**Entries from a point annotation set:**
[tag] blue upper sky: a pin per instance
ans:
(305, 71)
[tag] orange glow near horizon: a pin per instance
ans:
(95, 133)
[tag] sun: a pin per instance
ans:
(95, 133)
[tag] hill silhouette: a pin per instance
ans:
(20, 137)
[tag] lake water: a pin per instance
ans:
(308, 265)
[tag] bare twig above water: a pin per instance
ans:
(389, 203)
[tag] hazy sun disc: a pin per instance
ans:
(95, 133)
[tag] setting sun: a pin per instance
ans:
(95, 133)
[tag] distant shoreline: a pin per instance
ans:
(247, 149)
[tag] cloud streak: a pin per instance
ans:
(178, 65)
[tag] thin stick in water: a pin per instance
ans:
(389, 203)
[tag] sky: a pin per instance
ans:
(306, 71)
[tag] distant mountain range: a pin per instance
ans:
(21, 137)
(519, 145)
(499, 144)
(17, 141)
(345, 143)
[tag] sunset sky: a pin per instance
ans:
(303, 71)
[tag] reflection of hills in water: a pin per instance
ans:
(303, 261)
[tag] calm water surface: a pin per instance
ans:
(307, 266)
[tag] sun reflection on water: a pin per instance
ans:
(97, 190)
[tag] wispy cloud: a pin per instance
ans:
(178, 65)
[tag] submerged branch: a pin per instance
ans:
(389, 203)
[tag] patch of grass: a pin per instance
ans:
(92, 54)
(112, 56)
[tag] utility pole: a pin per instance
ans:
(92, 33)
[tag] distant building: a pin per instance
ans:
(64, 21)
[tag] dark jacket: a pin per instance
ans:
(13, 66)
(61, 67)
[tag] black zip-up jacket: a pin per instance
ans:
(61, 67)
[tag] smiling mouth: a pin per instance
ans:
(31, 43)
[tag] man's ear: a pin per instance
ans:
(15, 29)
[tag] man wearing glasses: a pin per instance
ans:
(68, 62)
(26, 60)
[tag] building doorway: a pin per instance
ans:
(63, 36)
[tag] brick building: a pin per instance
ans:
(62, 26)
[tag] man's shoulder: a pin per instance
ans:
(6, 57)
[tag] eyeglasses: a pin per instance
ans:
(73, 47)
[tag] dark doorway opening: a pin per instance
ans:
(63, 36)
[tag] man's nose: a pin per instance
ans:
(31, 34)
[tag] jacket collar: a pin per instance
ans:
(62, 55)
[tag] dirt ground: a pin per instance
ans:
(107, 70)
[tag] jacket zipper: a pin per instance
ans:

**YOUR INSTRUCTIONS:** Write out only the lines of the listing from the one containing "[tag] dark doorway" through the end of the listing, keeping every line. Shift each answer coordinate by -21.

**WRITTEN REPLY:**
[tag] dark doorway opening: a pin per instance
ans:
(42, 15)
[tag] man's nose: a pin per instance
ans:
(10, 13)
[tag] jacket collar: a pin per instance
ans:
(41, 34)
[tag] dirt ground: a pin per instance
ans:
(86, 49)
[tag] jacket zipper: a pin per instance
ans:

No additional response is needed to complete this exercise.